June 27, 2026 · 6 min read

A B2B channel strategy is the plan for growing revenue through third-party partners -- resellers, value-added resellers (VARs), distributors, systems integrators, technology alliances, and referral partners -- rather than exclusively through a direct sales team. Channel strategies allow B2B companies to extend their market reach into geographies, industries, or customer segments where building a direct sales presence would be too slow or expensive. However, channels are not passive -- they require active investment in partner recruitment, enablement, and relationship management.

Types of B2B channel partners

  • Resellers: partners who purchase your product and resell it to end customers, typically adding a margin
  • Value-Added Resellers (VARs): resellers who bundle your product with their own services (implementation, customisation, support)
  • Distributors: partners who manage relationships with multiple resellers, typically in a region where you have no direct presence
  • Systems Integrators (SIs): large consulting or IT services firms who implement your product as part of a broader solution (e.g., Infosys, Wipro, TCS for enterprise software in India)

● **Dataset rows**
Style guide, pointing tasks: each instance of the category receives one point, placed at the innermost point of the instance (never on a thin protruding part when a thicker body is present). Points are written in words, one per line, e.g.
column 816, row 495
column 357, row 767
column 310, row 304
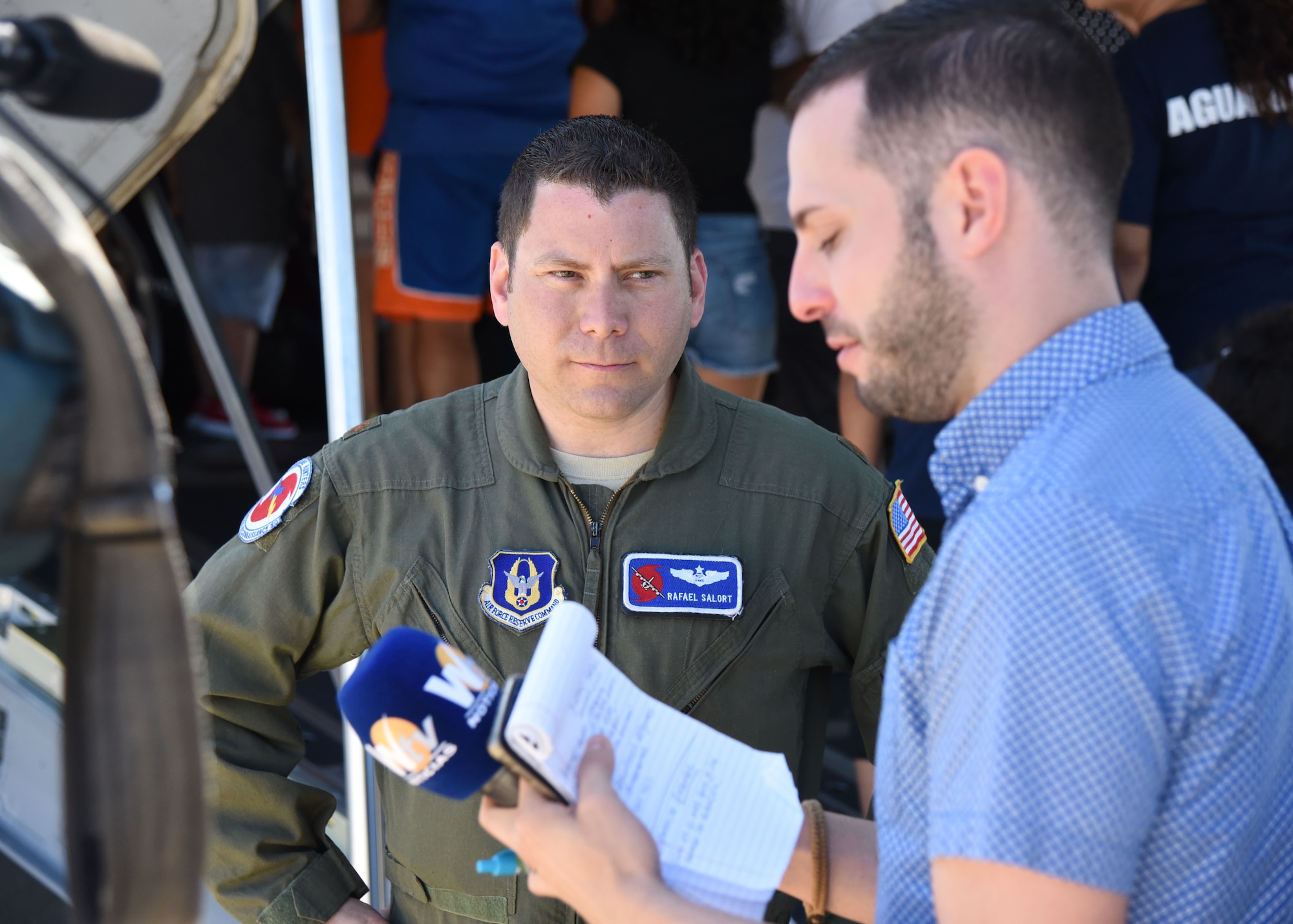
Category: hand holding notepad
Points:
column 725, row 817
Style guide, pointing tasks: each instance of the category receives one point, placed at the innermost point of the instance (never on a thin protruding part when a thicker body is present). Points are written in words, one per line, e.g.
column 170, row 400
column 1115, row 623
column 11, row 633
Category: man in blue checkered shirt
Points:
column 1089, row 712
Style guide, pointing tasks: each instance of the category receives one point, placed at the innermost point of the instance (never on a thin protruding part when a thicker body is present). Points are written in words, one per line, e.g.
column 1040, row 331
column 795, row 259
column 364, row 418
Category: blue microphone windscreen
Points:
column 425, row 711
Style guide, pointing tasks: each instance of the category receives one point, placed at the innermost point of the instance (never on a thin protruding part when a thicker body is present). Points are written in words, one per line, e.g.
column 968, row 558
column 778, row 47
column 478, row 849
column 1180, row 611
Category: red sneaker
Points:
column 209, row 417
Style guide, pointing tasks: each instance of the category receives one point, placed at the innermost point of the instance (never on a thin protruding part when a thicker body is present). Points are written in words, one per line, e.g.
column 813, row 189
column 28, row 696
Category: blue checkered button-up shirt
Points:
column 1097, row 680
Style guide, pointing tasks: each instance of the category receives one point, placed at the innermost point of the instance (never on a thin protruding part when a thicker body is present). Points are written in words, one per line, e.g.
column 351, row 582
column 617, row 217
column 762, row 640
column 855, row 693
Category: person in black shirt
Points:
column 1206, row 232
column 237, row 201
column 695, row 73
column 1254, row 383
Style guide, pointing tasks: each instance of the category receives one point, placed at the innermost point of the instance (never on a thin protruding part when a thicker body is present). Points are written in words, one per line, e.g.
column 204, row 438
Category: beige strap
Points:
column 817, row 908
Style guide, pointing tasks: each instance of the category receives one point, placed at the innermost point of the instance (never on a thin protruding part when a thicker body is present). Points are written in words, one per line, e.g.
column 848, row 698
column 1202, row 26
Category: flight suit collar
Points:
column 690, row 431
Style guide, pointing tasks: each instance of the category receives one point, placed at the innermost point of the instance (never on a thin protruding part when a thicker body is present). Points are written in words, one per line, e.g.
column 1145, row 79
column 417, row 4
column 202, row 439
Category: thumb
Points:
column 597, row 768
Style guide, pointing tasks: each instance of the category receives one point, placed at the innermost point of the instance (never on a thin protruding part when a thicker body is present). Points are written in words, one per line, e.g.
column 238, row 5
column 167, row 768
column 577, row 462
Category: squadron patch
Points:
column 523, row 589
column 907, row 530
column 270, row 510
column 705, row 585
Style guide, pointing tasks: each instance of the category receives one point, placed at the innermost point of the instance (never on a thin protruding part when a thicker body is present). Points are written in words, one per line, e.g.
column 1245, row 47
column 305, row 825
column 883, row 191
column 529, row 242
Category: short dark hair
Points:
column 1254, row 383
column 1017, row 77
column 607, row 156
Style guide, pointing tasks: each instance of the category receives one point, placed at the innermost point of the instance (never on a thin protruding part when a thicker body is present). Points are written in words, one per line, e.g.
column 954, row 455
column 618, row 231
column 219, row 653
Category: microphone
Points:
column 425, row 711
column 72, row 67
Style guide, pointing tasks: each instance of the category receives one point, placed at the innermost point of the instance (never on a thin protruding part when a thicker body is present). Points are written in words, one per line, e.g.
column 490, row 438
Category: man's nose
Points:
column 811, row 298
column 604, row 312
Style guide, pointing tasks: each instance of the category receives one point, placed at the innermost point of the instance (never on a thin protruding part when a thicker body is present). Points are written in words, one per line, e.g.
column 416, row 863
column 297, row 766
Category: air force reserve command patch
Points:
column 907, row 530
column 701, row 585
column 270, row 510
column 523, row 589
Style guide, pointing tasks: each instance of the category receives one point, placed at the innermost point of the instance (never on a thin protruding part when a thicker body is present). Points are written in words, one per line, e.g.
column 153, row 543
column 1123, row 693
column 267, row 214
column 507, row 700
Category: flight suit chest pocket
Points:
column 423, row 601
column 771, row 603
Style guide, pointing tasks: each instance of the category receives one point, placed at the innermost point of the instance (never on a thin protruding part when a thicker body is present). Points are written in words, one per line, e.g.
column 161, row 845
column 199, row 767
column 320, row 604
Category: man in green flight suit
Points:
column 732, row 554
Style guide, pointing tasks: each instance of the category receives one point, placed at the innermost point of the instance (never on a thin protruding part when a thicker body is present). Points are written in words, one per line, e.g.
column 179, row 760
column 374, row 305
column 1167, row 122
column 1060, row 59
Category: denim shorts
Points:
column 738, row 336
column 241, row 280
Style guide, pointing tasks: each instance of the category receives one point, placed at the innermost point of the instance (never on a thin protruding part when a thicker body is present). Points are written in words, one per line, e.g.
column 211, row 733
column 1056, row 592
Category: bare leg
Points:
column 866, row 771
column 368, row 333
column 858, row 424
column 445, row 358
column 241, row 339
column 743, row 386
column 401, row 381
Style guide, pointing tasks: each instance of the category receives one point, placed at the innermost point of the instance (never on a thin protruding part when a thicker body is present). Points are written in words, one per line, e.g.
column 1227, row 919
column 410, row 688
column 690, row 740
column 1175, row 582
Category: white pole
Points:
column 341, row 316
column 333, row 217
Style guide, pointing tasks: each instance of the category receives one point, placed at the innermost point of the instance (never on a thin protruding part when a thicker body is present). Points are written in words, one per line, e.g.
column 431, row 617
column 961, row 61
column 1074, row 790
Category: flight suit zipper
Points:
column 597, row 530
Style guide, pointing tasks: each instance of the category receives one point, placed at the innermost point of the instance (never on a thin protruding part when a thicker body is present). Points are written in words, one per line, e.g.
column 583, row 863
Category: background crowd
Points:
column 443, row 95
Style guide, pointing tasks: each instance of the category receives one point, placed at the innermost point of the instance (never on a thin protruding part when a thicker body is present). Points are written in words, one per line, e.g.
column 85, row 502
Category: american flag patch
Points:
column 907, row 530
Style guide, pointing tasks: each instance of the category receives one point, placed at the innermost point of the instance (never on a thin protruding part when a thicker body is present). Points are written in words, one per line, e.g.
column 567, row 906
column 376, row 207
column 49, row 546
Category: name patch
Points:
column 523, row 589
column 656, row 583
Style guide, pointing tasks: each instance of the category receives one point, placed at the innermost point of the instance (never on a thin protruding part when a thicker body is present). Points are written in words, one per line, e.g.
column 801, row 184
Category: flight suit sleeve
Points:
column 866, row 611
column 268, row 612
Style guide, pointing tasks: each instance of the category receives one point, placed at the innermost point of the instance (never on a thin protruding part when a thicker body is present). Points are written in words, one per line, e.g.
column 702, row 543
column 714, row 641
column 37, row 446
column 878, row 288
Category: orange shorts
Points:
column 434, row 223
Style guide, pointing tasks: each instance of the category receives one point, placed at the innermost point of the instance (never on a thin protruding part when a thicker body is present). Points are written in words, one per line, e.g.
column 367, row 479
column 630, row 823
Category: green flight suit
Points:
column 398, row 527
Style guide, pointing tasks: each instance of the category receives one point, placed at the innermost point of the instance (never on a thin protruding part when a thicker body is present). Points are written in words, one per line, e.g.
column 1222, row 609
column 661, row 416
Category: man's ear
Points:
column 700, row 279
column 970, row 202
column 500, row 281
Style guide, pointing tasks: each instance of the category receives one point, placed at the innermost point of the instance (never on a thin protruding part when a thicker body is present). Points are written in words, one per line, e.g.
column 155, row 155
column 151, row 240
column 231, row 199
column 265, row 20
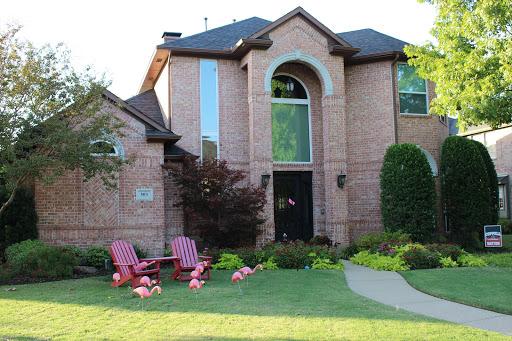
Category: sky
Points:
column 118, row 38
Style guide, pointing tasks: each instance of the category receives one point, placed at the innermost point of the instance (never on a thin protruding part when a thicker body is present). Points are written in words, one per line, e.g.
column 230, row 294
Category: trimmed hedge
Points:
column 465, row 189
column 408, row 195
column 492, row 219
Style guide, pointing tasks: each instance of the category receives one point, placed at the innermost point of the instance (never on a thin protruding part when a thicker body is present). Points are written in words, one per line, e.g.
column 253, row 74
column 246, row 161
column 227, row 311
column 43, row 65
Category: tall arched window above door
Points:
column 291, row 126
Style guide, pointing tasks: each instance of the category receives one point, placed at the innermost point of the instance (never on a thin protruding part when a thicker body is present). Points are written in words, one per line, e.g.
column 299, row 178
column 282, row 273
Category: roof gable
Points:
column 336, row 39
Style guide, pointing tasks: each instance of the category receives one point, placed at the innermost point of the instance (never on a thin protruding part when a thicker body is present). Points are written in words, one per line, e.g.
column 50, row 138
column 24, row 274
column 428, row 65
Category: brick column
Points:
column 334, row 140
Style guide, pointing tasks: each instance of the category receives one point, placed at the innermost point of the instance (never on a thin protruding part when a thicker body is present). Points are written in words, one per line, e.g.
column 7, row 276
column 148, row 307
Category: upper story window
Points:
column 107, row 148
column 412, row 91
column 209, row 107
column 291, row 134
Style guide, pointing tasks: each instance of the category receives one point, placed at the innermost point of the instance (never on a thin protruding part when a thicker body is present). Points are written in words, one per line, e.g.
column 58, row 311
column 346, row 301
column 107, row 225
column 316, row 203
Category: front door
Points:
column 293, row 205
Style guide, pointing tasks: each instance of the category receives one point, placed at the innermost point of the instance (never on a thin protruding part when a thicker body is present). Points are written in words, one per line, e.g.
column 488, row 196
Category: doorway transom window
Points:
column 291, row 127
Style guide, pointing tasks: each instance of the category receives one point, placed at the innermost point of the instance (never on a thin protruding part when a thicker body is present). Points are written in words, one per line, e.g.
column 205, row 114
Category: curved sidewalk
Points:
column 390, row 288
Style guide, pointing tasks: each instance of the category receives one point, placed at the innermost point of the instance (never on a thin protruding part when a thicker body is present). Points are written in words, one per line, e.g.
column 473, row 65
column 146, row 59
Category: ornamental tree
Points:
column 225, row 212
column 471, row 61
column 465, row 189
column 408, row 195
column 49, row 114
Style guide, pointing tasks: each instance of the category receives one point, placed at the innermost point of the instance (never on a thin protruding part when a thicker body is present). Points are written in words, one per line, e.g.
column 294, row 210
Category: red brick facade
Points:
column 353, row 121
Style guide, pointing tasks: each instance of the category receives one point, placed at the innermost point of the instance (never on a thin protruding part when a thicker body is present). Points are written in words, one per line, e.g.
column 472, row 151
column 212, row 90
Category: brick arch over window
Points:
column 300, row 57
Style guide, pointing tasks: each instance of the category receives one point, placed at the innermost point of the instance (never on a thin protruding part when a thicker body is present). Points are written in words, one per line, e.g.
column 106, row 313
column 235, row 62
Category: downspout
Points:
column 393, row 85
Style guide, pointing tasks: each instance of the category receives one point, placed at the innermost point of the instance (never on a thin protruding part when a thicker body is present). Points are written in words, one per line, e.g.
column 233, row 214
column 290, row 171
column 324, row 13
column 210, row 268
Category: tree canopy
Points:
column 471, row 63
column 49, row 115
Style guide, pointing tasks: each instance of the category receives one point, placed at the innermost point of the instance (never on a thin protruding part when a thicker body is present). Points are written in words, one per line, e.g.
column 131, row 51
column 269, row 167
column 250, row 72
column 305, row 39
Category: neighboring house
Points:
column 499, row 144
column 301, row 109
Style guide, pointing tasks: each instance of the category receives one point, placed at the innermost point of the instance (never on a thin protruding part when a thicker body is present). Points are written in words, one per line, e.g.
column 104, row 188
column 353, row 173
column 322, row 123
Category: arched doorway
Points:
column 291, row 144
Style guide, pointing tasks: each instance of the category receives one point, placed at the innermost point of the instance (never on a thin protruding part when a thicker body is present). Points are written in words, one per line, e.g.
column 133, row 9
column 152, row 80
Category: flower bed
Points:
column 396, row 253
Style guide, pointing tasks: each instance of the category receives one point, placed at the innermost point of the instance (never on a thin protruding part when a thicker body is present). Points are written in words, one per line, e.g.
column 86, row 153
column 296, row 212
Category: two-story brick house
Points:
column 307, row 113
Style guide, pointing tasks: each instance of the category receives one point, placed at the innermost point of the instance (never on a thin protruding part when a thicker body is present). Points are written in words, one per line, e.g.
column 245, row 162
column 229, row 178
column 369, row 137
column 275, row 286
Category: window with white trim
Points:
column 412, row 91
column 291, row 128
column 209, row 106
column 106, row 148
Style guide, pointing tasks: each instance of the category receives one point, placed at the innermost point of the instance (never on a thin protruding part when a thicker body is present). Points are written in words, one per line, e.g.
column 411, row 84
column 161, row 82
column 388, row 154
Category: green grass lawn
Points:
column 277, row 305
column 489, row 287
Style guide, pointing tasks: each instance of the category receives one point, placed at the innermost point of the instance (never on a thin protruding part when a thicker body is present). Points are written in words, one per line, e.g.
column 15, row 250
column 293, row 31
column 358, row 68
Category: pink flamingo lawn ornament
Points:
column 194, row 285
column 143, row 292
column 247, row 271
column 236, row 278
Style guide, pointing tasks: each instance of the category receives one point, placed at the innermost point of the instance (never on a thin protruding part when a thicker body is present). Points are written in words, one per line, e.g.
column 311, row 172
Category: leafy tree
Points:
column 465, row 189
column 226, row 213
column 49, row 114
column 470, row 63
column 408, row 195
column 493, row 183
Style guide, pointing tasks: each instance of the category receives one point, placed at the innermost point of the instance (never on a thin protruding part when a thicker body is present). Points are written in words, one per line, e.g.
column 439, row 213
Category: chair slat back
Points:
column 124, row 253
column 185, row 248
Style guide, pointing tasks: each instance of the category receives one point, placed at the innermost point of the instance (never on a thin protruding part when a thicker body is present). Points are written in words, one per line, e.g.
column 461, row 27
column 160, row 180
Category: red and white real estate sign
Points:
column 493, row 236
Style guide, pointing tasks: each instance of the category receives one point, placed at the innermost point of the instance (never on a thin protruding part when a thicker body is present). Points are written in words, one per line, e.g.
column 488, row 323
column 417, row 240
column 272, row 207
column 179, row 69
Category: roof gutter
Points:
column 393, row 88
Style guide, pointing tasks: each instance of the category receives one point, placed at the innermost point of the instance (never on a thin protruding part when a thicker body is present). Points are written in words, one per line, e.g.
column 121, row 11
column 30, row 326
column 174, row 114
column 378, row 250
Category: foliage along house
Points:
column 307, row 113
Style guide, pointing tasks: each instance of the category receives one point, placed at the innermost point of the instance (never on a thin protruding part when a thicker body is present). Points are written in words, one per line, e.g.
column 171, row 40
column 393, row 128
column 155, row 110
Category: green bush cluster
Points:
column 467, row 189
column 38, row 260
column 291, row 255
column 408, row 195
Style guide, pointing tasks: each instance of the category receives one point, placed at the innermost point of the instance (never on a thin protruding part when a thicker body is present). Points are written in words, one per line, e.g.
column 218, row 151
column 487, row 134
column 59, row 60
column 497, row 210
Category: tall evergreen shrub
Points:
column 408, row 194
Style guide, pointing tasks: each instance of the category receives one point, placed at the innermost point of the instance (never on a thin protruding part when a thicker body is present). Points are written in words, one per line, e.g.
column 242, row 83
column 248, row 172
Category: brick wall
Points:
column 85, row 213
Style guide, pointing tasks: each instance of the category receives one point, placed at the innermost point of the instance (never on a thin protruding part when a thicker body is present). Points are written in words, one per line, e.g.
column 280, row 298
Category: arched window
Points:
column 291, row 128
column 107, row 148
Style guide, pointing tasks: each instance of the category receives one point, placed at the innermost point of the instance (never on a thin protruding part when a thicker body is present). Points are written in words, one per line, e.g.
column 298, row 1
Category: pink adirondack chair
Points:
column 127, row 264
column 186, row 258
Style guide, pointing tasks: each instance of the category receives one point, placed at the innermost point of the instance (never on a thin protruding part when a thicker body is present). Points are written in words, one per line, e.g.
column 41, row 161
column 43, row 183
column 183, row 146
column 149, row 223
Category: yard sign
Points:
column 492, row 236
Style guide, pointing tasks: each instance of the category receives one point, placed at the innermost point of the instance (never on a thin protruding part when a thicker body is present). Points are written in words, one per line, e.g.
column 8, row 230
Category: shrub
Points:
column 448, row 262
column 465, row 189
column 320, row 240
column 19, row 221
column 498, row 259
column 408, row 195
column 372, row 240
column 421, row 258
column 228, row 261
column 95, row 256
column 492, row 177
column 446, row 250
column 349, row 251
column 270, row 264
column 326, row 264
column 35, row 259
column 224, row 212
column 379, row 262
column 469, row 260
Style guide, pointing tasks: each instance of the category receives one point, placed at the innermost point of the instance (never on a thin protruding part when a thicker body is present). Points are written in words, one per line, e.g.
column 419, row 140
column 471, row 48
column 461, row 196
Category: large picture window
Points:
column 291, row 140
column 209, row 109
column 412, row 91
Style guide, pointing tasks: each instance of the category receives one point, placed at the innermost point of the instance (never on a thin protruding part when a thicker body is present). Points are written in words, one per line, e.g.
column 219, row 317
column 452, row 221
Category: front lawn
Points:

● **Directions**
Can you resume the text on B2B channel strategy, continuing from its last line, the one on systems integrators?

● **Task result**
  • Technology alliances: partnerships with complementary software vendors who co-sell, co-market, or build integrations with your product
  • Referral partners: partners who refer business to you in exchange for a referral fee or commission, without taking on delivery responsibility

When to build a B2B channel strategy

A channel strategy makes sense when: your product is established enough to be sold by a third party without extensive seller expertise; the market is too large or geographically dispersed for direct sales to cover efficiently; partners have existing customer relationships in your ICP that would take years to build directly; or you want to enter a new market segment (e.g., a SaaS company expanding into manufacturing verticals through a VAR with deep manufacturing relationships). Channel is NOT the right strategy for early-stage companies that have not yet established product-market fit -- partners cannot sell a product that the vendor cannot sell themselves.

Building a channel programme: key components

  • Partner tiers: define 2-3 tiers (e.g., Authorised, Silver, Gold) with clear revenue thresholds and corresponding benefits (margin, co-marketing funds, dedicated support)
  • Partner enablement: provide partners with everything they need to sell and deliver: sales training, product certification, demo environments, marketing materials, and deal registration
  • Deal registration: a system where partners register deals to protect their margin and get vendor support without competing with the direct sales team on the same account
  • Partner portal: a central hub for partners to access training, content, deal registration, and MDF (market development funds)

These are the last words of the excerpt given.